Given records.
------------------------------------
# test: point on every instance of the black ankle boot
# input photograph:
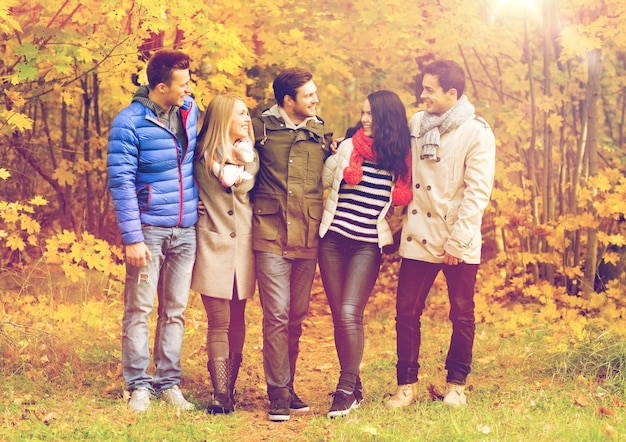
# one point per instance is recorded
(235, 363)
(221, 401)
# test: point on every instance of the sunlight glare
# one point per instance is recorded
(516, 8)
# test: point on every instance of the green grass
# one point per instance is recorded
(62, 381)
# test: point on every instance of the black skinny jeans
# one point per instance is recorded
(415, 280)
(226, 325)
(349, 270)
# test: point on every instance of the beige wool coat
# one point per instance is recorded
(450, 194)
(331, 177)
(224, 254)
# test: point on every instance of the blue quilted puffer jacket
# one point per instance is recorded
(150, 174)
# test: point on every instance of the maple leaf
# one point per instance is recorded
(18, 120)
(29, 224)
(64, 176)
(15, 242)
(38, 201)
(581, 401)
(610, 257)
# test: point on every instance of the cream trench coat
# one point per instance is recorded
(224, 236)
(449, 194)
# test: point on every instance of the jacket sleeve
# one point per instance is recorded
(122, 162)
(478, 180)
(330, 167)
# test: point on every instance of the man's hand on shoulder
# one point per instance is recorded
(138, 254)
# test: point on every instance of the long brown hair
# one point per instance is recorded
(216, 127)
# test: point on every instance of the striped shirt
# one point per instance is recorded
(359, 206)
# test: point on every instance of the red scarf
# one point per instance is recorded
(364, 150)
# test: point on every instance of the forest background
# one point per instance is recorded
(548, 75)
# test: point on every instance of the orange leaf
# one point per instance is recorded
(607, 411)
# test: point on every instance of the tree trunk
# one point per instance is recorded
(594, 61)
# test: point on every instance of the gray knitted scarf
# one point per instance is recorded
(434, 126)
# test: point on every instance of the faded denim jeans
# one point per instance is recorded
(284, 289)
(167, 275)
(414, 283)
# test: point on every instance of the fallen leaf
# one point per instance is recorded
(607, 429)
(369, 430)
(323, 367)
(484, 429)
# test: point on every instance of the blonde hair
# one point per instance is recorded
(216, 127)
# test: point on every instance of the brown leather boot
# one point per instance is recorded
(221, 401)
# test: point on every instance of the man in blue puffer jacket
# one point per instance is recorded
(150, 167)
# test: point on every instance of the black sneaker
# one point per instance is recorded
(279, 405)
(342, 404)
(297, 405)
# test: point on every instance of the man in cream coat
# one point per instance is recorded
(453, 154)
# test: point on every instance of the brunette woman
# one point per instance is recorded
(369, 174)
(224, 271)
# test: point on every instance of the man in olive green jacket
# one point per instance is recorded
(288, 201)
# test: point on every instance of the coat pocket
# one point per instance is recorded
(266, 219)
(316, 210)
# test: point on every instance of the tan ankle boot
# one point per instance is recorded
(405, 395)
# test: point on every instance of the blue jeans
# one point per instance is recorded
(349, 270)
(415, 280)
(168, 275)
(284, 290)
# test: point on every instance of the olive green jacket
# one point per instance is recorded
(288, 196)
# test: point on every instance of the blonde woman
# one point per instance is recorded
(224, 271)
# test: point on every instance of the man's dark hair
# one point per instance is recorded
(288, 81)
(162, 64)
(449, 74)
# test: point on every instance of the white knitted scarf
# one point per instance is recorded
(434, 126)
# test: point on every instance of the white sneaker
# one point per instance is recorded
(175, 397)
(139, 400)
(405, 395)
(455, 395)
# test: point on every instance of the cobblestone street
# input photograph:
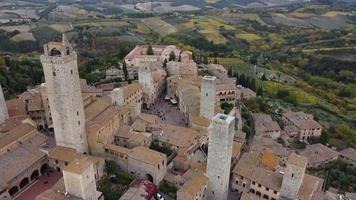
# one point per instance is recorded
(168, 113)
(42, 184)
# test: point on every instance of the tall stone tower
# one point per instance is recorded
(145, 78)
(221, 133)
(4, 114)
(208, 97)
(64, 94)
(293, 177)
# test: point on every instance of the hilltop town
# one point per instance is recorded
(177, 100)
(179, 131)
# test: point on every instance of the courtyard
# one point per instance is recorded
(44, 183)
(168, 113)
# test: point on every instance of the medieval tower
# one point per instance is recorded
(64, 94)
(221, 133)
(293, 177)
(208, 97)
(4, 114)
(145, 78)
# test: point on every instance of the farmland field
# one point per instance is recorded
(158, 25)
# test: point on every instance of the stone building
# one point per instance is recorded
(152, 78)
(293, 177)
(305, 124)
(79, 179)
(103, 120)
(129, 96)
(21, 160)
(64, 93)
(265, 126)
(182, 68)
(138, 56)
(4, 114)
(140, 189)
(253, 177)
(195, 188)
(221, 133)
(348, 155)
(318, 154)
(208, 97)
(140, 161)
(78, 182)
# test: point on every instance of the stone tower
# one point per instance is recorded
(79, 179)
(293, 177)
(117, 97)
(64, 94)
(145, 78)
(221, 133)
(208, 97)
(4, 114)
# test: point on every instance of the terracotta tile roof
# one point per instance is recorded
(132, 89)
(310, 186)
(195, 184)
(269, 160)
(318, 154)
(21, 158)
(147, 155)
(63, 154)
(267, 178)
(302, 121)
(349, 153)
(78, 166)
(16, 107)
(18, 132)
(118, 149)
(297, 160)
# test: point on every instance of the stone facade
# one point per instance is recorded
(221, 135)
(4, 115)
(293, 177)
(140, 161)
(79, 179)
(130, 97)
(64, 93)
(152, 78)
(208, 97)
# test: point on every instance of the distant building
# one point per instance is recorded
(195, 188)
(129, 96)
(221, 135)
(139, 161)
(140, 189)
(305, 123)
(153, 80)
(208, 97)
(245, 93)
(21, 160)
(255, 181)
(64, 93)
(348, 155)
(318, 154)
(265, 126)
(4, 114)
(78, 183)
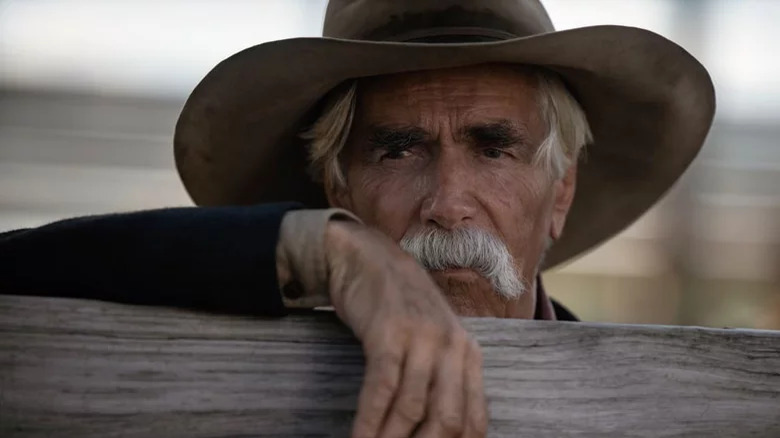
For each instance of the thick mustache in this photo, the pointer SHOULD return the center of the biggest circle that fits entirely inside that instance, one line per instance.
(437, 249)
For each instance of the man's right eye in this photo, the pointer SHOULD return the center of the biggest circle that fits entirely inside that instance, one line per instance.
(396, 154)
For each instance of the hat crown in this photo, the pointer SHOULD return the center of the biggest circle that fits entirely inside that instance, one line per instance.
(435, 20)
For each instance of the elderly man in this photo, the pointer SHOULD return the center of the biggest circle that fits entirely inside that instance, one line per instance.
(447, 137)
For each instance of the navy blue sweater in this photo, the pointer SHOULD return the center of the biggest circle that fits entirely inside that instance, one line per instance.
(210, 258)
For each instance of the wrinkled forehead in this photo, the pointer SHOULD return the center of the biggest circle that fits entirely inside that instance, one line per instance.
(468, 94)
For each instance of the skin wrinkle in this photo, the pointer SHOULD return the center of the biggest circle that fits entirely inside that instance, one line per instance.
(447, 182)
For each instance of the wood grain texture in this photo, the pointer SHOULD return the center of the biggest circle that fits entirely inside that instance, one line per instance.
(78, 368)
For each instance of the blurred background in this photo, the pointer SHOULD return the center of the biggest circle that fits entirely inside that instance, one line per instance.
(90, 91)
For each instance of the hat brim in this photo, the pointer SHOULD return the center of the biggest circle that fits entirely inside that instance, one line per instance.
(649, 103)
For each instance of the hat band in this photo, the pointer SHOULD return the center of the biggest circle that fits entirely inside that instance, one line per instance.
(458, 34)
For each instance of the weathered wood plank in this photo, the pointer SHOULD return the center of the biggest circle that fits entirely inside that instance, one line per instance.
(91, 369)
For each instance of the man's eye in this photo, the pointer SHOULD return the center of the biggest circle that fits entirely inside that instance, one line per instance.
(395, 154)
(492, 152)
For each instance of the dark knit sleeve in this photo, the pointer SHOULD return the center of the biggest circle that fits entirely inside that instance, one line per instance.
(210, 258)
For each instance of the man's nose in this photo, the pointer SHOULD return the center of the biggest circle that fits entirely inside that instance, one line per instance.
(451, 201)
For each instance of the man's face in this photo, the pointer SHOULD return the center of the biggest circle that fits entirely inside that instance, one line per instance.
(454, 149)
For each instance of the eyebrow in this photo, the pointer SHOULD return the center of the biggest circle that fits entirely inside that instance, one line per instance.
(396, 137)
(501, 133)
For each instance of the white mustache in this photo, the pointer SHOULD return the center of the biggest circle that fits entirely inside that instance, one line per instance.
(472, 248)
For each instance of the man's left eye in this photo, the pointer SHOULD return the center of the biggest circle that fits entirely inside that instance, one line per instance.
(492, 152)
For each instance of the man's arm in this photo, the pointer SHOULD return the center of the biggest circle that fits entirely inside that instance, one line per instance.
(215, 258)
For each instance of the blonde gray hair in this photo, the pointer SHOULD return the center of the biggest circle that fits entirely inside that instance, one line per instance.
(567, 126)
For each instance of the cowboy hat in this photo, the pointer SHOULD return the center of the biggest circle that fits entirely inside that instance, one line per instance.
(649, 102)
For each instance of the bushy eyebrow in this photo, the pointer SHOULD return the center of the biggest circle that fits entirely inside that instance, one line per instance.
(395, 137)
(501, 134)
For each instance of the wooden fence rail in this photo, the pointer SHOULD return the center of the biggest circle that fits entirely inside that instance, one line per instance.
(79, 368)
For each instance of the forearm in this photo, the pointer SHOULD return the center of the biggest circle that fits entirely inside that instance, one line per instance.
(306, 238)
(221, 258)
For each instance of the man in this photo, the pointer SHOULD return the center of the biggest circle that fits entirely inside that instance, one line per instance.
(451, 129)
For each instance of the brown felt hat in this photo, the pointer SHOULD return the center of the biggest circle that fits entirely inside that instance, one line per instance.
(649, 102)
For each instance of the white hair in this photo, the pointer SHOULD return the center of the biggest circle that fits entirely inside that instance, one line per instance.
(566, 124)
(438, 249)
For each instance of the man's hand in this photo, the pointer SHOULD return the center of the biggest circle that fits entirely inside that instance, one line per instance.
(423, 373)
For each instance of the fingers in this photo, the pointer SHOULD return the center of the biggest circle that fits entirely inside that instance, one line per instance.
(410, 404)
(380, 383)
(476, 415)
(447, 404)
------------------------------------
Your instructions. All lines above with the word "boot" need to be reported.

Result for this task.
# test: point on every instance of the black ankle boot
# test: point on every instance of the brown leather boot
# test: point on every instance of the tan ankle boot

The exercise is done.